REQUIREMENT –
Before you finish, make sure each line of the records has been retyped exactly.

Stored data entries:
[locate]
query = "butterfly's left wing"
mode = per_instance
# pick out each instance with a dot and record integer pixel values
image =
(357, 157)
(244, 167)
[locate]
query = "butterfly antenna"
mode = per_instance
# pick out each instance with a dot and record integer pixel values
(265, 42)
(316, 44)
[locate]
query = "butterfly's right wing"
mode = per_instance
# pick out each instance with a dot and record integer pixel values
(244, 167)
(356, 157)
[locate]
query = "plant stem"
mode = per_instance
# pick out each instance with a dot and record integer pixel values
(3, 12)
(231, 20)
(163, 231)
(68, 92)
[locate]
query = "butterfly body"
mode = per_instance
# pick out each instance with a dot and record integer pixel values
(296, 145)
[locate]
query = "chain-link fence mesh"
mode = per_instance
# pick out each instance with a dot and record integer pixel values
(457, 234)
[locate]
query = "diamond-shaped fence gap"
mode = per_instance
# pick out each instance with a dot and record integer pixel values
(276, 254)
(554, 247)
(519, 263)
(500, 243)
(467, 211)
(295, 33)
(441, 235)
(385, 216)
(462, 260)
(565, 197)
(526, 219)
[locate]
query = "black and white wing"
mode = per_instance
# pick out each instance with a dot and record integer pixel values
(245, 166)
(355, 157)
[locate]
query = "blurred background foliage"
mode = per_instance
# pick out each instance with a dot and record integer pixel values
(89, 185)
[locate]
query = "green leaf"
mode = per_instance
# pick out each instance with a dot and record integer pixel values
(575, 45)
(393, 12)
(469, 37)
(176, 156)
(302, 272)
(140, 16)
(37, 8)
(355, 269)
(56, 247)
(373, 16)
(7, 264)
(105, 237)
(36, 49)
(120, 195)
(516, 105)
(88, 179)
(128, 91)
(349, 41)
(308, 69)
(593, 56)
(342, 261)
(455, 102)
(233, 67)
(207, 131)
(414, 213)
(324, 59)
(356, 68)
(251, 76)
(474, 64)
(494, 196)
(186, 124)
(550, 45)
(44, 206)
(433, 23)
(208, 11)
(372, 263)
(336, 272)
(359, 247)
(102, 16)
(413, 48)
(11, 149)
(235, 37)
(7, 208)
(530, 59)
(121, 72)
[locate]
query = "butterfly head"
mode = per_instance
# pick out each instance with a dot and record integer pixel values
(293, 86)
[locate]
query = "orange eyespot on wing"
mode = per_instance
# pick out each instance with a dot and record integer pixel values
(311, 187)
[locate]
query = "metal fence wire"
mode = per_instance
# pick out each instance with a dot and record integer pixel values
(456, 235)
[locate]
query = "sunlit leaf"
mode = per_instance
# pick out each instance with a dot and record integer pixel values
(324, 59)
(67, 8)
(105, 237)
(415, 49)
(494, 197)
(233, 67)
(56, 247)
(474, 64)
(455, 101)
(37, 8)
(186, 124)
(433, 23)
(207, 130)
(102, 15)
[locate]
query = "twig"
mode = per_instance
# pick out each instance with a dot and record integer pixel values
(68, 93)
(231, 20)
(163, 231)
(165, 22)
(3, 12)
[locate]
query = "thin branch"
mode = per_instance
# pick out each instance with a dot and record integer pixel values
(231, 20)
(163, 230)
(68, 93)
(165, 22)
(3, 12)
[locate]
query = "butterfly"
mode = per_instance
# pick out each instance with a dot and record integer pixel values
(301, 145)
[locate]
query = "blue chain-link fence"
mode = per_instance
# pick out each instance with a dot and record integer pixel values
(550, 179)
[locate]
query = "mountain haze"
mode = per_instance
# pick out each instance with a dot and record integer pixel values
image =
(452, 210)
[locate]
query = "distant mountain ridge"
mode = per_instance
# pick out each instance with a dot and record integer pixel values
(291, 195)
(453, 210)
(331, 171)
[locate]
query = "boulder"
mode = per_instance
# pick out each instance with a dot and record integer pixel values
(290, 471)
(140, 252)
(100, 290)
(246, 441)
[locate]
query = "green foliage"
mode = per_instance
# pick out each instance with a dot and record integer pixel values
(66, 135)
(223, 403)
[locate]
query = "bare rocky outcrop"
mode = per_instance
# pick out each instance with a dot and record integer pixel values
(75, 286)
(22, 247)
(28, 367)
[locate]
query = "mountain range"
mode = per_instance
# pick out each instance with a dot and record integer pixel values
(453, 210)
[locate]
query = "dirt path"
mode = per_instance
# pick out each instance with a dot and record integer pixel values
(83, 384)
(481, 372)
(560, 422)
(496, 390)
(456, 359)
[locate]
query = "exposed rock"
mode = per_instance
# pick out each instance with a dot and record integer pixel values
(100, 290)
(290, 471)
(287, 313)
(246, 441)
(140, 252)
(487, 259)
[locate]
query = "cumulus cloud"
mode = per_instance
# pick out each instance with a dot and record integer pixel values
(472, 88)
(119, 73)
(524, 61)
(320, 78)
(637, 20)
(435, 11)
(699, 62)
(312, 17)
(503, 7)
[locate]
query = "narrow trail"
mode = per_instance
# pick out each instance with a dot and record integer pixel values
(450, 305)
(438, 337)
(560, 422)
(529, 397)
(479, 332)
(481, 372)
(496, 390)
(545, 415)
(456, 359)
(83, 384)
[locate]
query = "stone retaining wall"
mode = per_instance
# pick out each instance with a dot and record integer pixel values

TASK OUTPUT –
[locate]
query = "butterfly's left wing"
mode = per_instance
# pick out each instance with a dot and record integer pixel values
image =
(357, 157)
(244, 167)
[locate]
query = "butterfly antenna"
mode = per_instance
# pick out each instance with a dot and record integer pixel values
(265, 42)
(316, 44)
[locate]
query = "butterfly's right wing"
mode = per_instance
# pick out each instance with a dot and record integer pixel values
(244, 167)
(356, 157)
[locate]
query = "plant stem"
mode = per_instance
# pick out each instance with a dot and record integer pixel values
(3, 12)
(231, 20)
(163, 231)
(68, 92)
[locate]
query = "butterfly body"
mode = per_instance
# pick out each instance with a dot and record integer pixel values
(296, 145)
[locate]
query = "chain-link fence mesh"
mode = per_instance
# pick out each instance with a dot and record integer pixel values
(457, 234)
[locate]
query = "diamond-shaped fence gap"
mode = per_instance
# pick out each instance with a dot and record integer pixel values
(276, 254)
(554, 247)
(519, 263)
(500, 243)
(467, 211)
(295, 33)
(441, 235)
(385, 216)
(462, 260)
(565, 197)
(526, 219)
[locate]
query = "black and white wing"
mode = per_instance
# pick out each instance with a dot and record integer pixel values
(245, 166)
(355, 157)
[locate]
query = "blurred background foliage"
mode = per_instance
# pick out each instance with a dot and record integer pixel values
(89, 185)
[locate]
query = "green leaf"
mode = per_instance
# pick out each instance with a dot and record integer pixel values
(575, 45)
(393, 12)
(469, 37)
(176, 156)
(302, 272)
(140, 16)
(37, 8)
(355, 269)
(56, 247)
(373, 16)
(7, 264)
(105, 237)
(36, 49)
(120, 195)
(516, 105)
(88, 179)
(128, 91)
(349, 41)
(308, 69)
(593, 56)
(342, 261)
(455, 102)
(233, 67)
(207, 131)
(414, 213)
(324, 59)
(356, 68)
(251, 76)
(474, 64)
(494, 196)
(186, 124)
(550, 45)
(44, 206)
(433, 23)
(208, 11)
(372, 263)
(336, 272)
(359, 247)
(102, 16)
(413, 48)
(11, 149)
(235, 37)
(7, 208)
(530, 59)
(121, 72)
[locate]
query = "butterfly head"
mode = per_instance
# pick out each instance with a dot and record integer pixel values
(293, 86)
[locate]
query = "orange eyespot on wing"
mode = per_instance
# pick out each instance with a dot and record integer pixel values
(311, 187)
[locate]
query = "metal fence wire"
mode = per_instance
# pick out each instance with a dot and record integer pixel values
(456, 235)
[locate]
query = "sunlit leaf"
mode = per_instance
# pick out each instance with a dot and record integer pixel values
(324, 59)
(67, 8)
(105, 237)
(415, 49)
(494, 197)
(233, 67)
(56, 247)
(474, 64)
(455, 101)
(37, 8)
(186, 124)
(433, 23)
(207, 130)
(102, 15)
[locate]
query = "twig"
mode = per_instance
# pick out each instance with a dot and record integer pixel values
(68, 93)
(231, 20)
(163, 231)
(165, 22)
(3, 12)
[locate]
query = "thin branch"
mode = per_instance
# pick out each instance with a dot and record integer pixel values
(231, 20)
(163, 230)
(68, 93)
(165, 22)
(3, 12)
[locate]
query = "butterfly"
mode = per_instance
# pick out each instance with a dot and record integer pixel values
(301, 145)
[locate]
query = "blue chain-link fence"
mode = per_instance
# pick out each instance with a dot and record integer pixel values
(550, 179)
[locate]
query = "mountain haze"
mode = per_instance
# pick out each instance with a dot and record integer pixel values
image =
(452, 210)
[locate]
query = "distant mountain ridge"
mode = per_instance
# pick out each instance with a dot and record integer pixel values
(291, 195)
(453, 210)
(331, 171)
[locate]
query = "boulder"
mode = per_instance
# pick out each instance with a dot and record integer pixel values
(290, 471)
(140, 252)
(100, 290)
(246, 441)
[locate]
query = "green foliage"
mode = per_instance
# pick out each instance with a dot and record integer pixel values
(66, 135)
(223, 403)
[locate]
query = "bare rocky outcrop"
mode = per_instance
# pick out each instance with a dot and record integer pixel values
(75, 286)
(22, 247)
(28, 367)
[locate]
query = "mountain range"
mode = per_instance
# pick out each instance with a dot and record integer pixel values
(453, 210)
[locate]
query = "dirt path"
mode = per_instance
# pick out each instance with a dot and record integer pixel values
(83, 384)
(481, 372)
(560, 422)
(496, 390)
(456, 359)
[locate]
query = "exposed rock"
mode = per_instance
# pick out each instance with a dot and record integer pixel values
(100, 290)
(290, 471)
(287, 313)
(246, 441)
(140, 252)
(487, 259)
[locate]
query = "cumulus cloud"
mode = per_instance
# pick out each instance with a dot and record integer pixel values
(472, 88)
(119, 73)
(524, 61)
(320, 78)
(637, 20)
(435, 11)
(699, 62)
(312, 17)
(503, 7)
[locate]
query = "narrow trail"
mode = per_instance
# pick out each instance with a dot and record integer pixel values
(450, 305)
(438, 337)
(560, 422)
(529, 397)
(479, 332)
(481, 372)
(496, 390)
(545, 415)
(456, 359)
(83, 384)
[locate]
query = "stone retaining wall"
mode = per_instance
# pick out each instance with a dot and record integer pixel values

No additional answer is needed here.